• _Task objective_: Give back an exact copy of the listing that follows, without the pictures.

• _Records provided_:
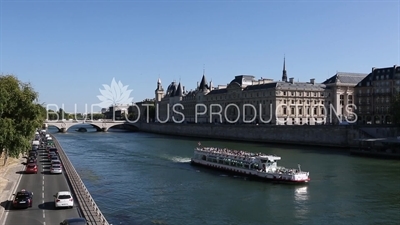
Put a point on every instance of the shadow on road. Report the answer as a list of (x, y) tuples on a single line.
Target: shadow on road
[(5, 204), (47, 206)]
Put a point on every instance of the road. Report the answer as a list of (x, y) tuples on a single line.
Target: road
[(43, 185)]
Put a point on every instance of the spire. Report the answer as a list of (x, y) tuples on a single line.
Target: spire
[(203, 83), (284, 75), (159, 86), (179, 91)]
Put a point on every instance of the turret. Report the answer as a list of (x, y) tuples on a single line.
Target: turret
[(159, 92), (284, 75)]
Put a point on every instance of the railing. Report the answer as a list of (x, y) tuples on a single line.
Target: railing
[(88, 206)]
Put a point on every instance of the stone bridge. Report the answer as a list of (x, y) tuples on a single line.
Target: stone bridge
[(104, 125)]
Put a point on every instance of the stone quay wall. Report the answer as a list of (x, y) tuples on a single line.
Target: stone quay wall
[(88, 207), (317, 135)]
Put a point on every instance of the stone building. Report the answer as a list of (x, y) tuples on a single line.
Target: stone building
[(259, 101), (374, 95), (343, 99)]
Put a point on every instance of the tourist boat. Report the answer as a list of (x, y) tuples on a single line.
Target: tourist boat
[(250, 164)]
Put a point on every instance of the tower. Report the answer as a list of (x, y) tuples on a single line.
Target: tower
[(159, 92), (284, 75)]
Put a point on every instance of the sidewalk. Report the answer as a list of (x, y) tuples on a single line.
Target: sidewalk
[(8, 180)]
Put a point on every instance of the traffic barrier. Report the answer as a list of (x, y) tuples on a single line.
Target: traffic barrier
[(88, 207)]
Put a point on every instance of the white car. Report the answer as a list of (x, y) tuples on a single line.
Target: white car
[(55, 169), (63, 199)]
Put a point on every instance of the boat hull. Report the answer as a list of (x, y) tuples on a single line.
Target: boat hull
[(247, 173)]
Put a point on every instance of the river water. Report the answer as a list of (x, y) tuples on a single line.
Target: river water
[(146, 179)]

• _Task output_:
Put a point on every instance of the shadow on road. Report the answer as a list of (x, y) tuples on a single line.
Target: shadow on road
[(5, 204), (47, 206)]
Put a point on every instance of the road. Report the answer as a list of (x, y) tuples on a single line.
Target: road
[(43, 185)]
Put a point on every instance of the spire. Report the answer as a list of (x, y) tuples on a single line.
Target: spire
[(203, 83), (284, 75), (159, 86), (179, 91)]
Put a point on every instance of the turret. Report the answer as a list of (x, y) tuples on a single line.
Target: turret
[(159, 92), (284, 75)]
Put a point on every instance of the railing. Report the answer as a list of (x, y) tuples on a single line.
Target: railing
[(88, 206)]
Put a point on every instance of the stone bridge. Report the answer as a list of (x, y) tuples on a single line.
Target: stone bridge
[(104, 125)]
Put a point on every instance of the stone quay wall. Report the answer as a list of (x, y) tuples on a single line.
Target: stone quay wall
[(88, 207), (317, 135)]
Put a point on every instance of the stone building. Report the answer as a list of (x, y) tuples on a single line.
Target: stone building
[(259, 101), (374, 95), (343, 99)]
Put a point on every instance of the tourist boat. Report the answer as a list of (x, y) tuples on a single line.
Target: tourist boat
[(250, 164)]
Put a point on every instance of the tower. Report the answer as a list of (x, y) tuples on a single line.
Target: tower
[(159, 92), (284, 75)]
Put a point on every instance of the sidewalk. Report the answer as a list of (x, y) tuples on a single line.
Target: sidewalk
[(8, 180)]
Put a point on every instance of the traffic barrier. Report the answer as a list of (x, y) tuples on a single line.
Target: traffic barrier
[(88, 207)]
Put a point on every instance of the white car. Report the answer as a list of (x, y) tuples on a single line.
Target: white car
[(55, 169), (63, 199)]
Put a point on every instance of the boat hull. Report the answer as a list of (x, y) tuples on a single line.
Target: boat hull
[(247, 173)]
Put a point on every instance of the river water. Report the answer as a list of (x, y) tuples on a single line.
Target: river water
[(146, 179)]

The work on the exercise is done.